(A block of data)
▽
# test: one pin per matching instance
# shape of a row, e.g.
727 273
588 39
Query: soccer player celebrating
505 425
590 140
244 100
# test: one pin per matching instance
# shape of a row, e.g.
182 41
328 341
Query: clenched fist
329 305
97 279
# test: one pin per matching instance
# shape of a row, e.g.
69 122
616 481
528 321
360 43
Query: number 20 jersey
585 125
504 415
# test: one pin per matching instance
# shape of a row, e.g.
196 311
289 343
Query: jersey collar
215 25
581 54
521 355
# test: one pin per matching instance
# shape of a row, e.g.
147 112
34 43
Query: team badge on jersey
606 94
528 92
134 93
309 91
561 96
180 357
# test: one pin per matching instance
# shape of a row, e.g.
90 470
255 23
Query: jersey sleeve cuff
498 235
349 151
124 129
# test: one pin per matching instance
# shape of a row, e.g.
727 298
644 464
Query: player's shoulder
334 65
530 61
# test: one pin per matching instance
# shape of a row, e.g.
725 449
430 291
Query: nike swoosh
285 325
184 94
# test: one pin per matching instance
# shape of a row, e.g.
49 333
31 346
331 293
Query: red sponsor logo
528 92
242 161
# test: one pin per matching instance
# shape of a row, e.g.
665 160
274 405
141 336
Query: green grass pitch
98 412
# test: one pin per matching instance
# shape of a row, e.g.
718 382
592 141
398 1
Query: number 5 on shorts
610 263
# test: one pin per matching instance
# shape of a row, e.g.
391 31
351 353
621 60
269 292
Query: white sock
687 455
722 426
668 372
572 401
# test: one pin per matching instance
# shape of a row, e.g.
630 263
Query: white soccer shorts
△
* **Directions**:
Extract each line above that contains the word "number". The match is case-sensitive.

* **Result for this task**:
Query: number 20 jersey
Query: number 5 on shorts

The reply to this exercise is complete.